• _ACTION ITEM_: An exact transcription of the data below is needed.

BEGIN EXERCISE DATA

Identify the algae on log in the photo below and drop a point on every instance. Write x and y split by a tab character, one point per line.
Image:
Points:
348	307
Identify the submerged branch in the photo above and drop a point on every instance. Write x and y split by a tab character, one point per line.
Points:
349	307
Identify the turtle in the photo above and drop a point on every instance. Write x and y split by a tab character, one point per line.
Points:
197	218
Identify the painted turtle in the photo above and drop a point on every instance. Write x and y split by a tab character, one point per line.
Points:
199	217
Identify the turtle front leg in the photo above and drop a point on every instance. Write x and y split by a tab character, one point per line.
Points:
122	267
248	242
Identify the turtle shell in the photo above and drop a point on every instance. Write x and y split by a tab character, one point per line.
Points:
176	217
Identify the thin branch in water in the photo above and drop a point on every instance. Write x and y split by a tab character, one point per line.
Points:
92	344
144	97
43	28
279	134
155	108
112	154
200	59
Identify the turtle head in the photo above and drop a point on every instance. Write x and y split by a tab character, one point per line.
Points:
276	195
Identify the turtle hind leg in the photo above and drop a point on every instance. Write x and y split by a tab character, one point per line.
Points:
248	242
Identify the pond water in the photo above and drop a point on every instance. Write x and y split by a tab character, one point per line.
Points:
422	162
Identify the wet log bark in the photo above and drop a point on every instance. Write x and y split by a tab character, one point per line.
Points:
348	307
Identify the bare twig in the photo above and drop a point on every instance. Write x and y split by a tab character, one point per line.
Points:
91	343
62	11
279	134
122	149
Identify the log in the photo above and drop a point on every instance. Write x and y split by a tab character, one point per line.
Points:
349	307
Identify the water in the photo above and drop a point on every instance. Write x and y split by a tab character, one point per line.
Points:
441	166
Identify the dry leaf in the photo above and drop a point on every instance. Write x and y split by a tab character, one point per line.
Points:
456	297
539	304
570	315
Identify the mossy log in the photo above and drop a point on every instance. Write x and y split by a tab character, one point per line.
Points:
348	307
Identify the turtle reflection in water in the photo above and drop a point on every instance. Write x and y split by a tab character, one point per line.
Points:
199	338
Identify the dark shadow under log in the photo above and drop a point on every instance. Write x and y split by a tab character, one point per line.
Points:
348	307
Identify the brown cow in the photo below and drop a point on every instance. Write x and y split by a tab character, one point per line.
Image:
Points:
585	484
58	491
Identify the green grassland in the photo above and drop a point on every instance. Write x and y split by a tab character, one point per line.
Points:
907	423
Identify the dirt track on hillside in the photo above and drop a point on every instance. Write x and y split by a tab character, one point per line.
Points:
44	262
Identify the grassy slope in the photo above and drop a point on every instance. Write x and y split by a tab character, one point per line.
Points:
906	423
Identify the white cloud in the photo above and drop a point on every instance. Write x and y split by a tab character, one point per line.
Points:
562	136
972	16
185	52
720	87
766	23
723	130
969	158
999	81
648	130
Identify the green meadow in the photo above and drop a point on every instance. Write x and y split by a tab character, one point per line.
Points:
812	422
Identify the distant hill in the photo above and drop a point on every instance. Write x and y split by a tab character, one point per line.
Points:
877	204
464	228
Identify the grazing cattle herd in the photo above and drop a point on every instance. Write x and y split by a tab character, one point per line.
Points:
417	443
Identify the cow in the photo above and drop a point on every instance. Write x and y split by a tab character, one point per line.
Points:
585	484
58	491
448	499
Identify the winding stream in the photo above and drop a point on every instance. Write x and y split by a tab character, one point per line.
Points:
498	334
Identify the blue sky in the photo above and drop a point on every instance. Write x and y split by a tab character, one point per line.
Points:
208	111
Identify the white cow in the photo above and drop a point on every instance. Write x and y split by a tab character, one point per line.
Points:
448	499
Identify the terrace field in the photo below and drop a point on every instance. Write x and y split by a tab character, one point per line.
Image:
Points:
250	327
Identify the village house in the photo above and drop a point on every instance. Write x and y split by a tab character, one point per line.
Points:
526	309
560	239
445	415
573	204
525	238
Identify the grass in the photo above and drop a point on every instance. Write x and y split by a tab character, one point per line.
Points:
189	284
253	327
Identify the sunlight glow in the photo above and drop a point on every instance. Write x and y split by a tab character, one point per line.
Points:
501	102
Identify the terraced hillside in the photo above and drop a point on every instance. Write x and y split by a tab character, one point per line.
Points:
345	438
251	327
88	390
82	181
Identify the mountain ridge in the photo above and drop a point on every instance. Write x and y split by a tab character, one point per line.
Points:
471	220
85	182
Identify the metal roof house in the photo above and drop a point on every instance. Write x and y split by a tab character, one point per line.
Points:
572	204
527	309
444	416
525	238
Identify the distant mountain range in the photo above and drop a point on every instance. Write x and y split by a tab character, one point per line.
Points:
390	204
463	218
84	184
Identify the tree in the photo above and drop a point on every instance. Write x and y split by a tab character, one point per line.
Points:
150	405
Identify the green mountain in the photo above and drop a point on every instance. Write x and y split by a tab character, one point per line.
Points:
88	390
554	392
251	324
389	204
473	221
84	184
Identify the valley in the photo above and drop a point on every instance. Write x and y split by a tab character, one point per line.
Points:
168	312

END EXERCISE DATA

• _SOLVED EXERCISE_:
Identify the algae on log in the photo below and drop a point on every instance. Write x and y split by a tab character, one point per line.
Image:
Points:
348	307
Identify the submerged branch in the photo above and drop a point on every instance. Write x and y split by a tab character, one point per line.
Points:
349	307
Identify the turtle in the photo above and drop a point on every instance. Write x and y split by a tab character, one point per line.
Points:
197	218
Identify the painted turtle in the photo above and drop a point on every instance. Write x and y split by a tab character, one point per line.
Points:
199	217
Identify the turtle front leg in the photo above and drop a point on every instance. Write x and y split by a tab character, one point per line.
Points:
122	267
248	242
Identify the turtle shell in the photo above and drop a point on every instance. Write x and y split by a tab character, one point per line.
Points:
176	217
Identify the thin branch in water in the photo above and drop a point on every instance. Write x and y split by a tab character, one point per line.
Points:
92	344
144	97
43	28
279	134
155	108
112	154
200	59
Identify the turtle head in the photo above and drop a point on every instance. Write x and y split by a tab character, one point per line.
Points:
276	195
Identify the turtle hind leg in the photo above and drop a point on every instance. Write x and y split by a tab character, one point per line.
Points:
248	242
Identify the pond water in the photo above and drop a point on every instance. Write x and y split by a tab character, one point per line.
Points:
422	162
Identify the wet log bark in the photo above and drop a point on every instance. Write x and y split by a tab character, one point per line.
Points:
348	307
Identify the bare twig in the photo above and drop a point on every instance. Write x and y split by a tab character, one point per line.
Points:
91	343
62	11
279	134
122	149
Identify the log in the photo above and drop a point on every instance. Write x and y split by a tab character, one point per line.
Points:
349	307
Identify the water in the photo above and drop a point on every instance. Write x and y split by a tab character, one point per line.
Points:
441	166
Identify the dry leaf in the photo above and drop a point on every instance. Write x and y split by a tab character, one point per line.
Points:
456	297
539	304
570	315
Identify the mossy log in the photo above and drop a point on every instance. Write x and y split by a tab character, one point per line.
Points:
348	307
Identify the turtle reflection in water in the photo above and drop a point on every instance. Write x and y split by a tab character, one point per line.
Points:
199	338
Identify the dark shadow under log in the photo above and drop a point on every instance. Write x and y split by a tab character, one point per line.
Points:
348	307
Identify the brown cow in the photo below and drop a point on every instance. Write x and y split by a tab character, one point per line.
Image:
Points:
585	484
58	491
Identify the green grassland in the photo above and drop a point on every instance. Write x and y split by a tab character, one point per line.
Points:
907	423
Identify the dirt track on hillside in the photo above and drop a point on every instance. Write x and y split by a tab character, one point per line.
Points:
44	262
Identify the grassy slope in the photo above and drop a point on every instance. Write x and y split by a tab character, one point per line.
Points:
906	423
Identify the white cloud in the photo above and drop a point on every instance. Write x and y split by a tab character, one point per line.
Points:
562	136
972	16
185	52
720	87
766	23
723	130
969	158
999	81
648	130
Identify the green meadow in the photo above and drop a point on every instance. Write x and y split by a tab character, one point per line.
Points:
812	422
Identify the distant hill in the photo above and drop a point on every instance. Write x and y split by a tab character, one point per line.
Points:
877	204
464	228
Identify the grazing cattle herd in the photo above and drop a point on every instance. Write x and y split by a tab character, one point per line.
Points:
417	443
Identify the cow in the photo above and drop a point on every instance. Write x and y split by a tab character, one point per line.
Points:
585	484
58	491
448	499
Identify the winding stream in the photo above and drop a point on every instance. Write x and y split by a tab character, one point per line.
Points:
498	334
Identify the blue sky in the photo above and drop a point on every instance. Write x and y split by a tab character, one point per line.
Points:
208	111
Identify the white cow in the photo above and drop a point on every instance. Write x and y split by a tab character, one point per line.
Points:
448	499
Identify the terrace field in the photo below and drop a point on every instance. Write x and y split by a tab character, one point per line.
Image:
Points:
250	327
Identify the village house in the photo above and drop a point on every instance. Write x and y split by a tab character, one point per line.
Points:
526	309
560	239
445	415
573	204
525	238
Identify the grass in the photo above and drop a point on every instance. Write x and y split by a tab character, one point per line.
Points:
189	284
253	327
Identify the sunlight glow in the photo above and drop a point on every instance. Write x and y split by a tab character, one point per line.
Points:
501	102
Identify the terraced hillside in the photo above and drop a point on every instance. Write x and y split by a tab character, one point per line.
Points:
345	438
251	327
88	390
82	181
Identify the mountain ridge in the photo above and drop a point on every instance. Write x and y split by a tab character, one point per line.
Points:
471	220
85	182
Identify the metal roof house in the photo above and drop a point on every instance. Write x and y split by a tab character, one point per line.
Points:
572	204
527	309
444	416
525	238
Identify the distant mountain range in the photo above and drop a point on every instance. Write x and y split by a tab character, one point per line.
Points:
390	204
463	218
84	184
Identify the tree in the photo above and drop a point on every instance. Write x and y split by a tab character, one point per line.
Points:
150	405
Identify the green mountain in the photo above and drop a point on every instance. Write x and y split by a tab character, one point per line.
Points:
88	390
554	392
251	324
389	204
473	221
84	184
Identify the valley in the photo above and drop a point on every instance. Write x and y split by a tab character, one point per line.
Points:
168	312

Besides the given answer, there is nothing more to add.